◆ Extracted records
— start —
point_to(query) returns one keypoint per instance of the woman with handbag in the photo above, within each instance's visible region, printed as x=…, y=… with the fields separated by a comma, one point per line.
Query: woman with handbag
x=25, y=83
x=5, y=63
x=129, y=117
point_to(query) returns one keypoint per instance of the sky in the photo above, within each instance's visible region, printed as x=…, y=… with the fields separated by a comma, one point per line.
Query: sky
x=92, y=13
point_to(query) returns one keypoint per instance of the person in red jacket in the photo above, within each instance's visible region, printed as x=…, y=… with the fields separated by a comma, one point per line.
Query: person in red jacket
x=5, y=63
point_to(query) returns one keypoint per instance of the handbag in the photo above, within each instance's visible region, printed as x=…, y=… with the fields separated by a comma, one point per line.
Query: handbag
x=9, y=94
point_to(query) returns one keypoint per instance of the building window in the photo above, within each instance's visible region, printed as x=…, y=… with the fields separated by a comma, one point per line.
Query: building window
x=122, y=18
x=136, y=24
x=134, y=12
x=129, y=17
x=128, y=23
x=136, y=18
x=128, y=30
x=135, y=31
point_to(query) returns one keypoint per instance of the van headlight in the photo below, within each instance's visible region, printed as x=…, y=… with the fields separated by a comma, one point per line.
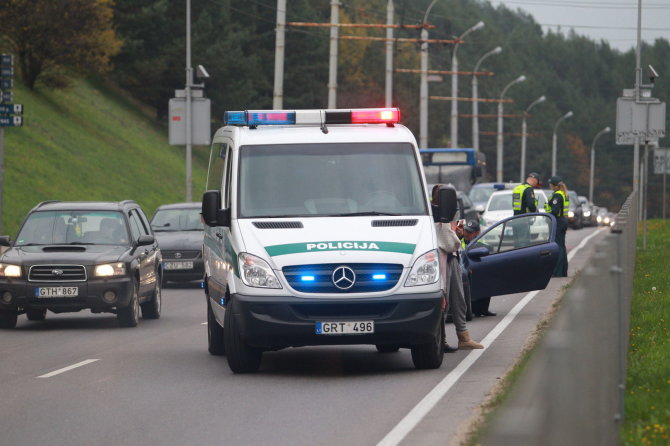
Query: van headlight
x=110, y=270
x=426, y=270
x=7, y=270
x=256, y=272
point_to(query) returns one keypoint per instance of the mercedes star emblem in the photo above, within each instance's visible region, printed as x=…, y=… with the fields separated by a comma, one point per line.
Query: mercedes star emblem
x=343, y=277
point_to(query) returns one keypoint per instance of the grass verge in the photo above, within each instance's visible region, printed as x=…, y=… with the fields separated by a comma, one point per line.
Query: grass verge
x=647, y=401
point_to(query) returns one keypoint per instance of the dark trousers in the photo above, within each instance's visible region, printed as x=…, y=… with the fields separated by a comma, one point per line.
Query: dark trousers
x=561, y=269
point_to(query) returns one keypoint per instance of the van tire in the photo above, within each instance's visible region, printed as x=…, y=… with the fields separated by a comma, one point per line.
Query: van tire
x=215, y=339
x=36, y=315
x=241, y=357
x=8, y=318
x=430, y=355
— end —
◆ Requirements
Please rewrite every line of the data between the line holding "point_to(query) returns one keypoint per instance of the sky" and the line holding "x=647, y=401", inclusive, with each x and y coordinate multiplied by 2.05 and rounded to a whole number (halves round up). Leave the pictures out.

◆ Output of the task
point_to(query) returns one keypoint per instance of the sky in the photo above, within each instance's visible region, printed as x=…, y=… with the fields separated by a comma, one point per line.
Query: sky
x=189, y=27
point_to(query) returns one keypoint per instance of the person in red jacket in the photo above, within each instance's visible region, printed as x=…, y=… with the fields separated by a comma, one point per line.
Query: person in red jacket
x=10, y=129
point_to(query) returns one keypoint per instance of the handbag in the photo above, within each instance's visible region, printed as x=…, y=… with the fields separated by a comma, one point per line.
Query: handbag
x=18, y=193
point_to(query) returns one keypoint per instance of the building window in the photo above, within each instance's visible region, printed as x=…, y=… with the fields separated by a comma, one point per line.
Query: building window
x=250, y=37
x=279, y=49
x=275, y=25
x=264, y=35
x=262, y=47
x=279, y=37
x=262, y=62
x=277, y=64
point_to(query) returns one keypoint per instance of the van headlight in the photo below, within each instance's visible region, printed as x=…, y=… with the fields separated by a comma, one point per line.
Query: van headlight
x=226, y=554
x=873, y=554
x=14, y=554
x=525, y=558
point_to(query) returns one keypoint per instance of the mercedes star emblem in the photo above, within each instance's visible region, printed as x=…, y=… with the fields separated by a comma, one point per line.
Query: mercedes star emblem
x=703, y=568
point_to(query) returns one keypoint per instance of the grass verge in the photo above, within each instance's visible region, printed as x=…, y=… with the fields separated by a comma, one point per line.
Query: grass verge
x=1326, y=822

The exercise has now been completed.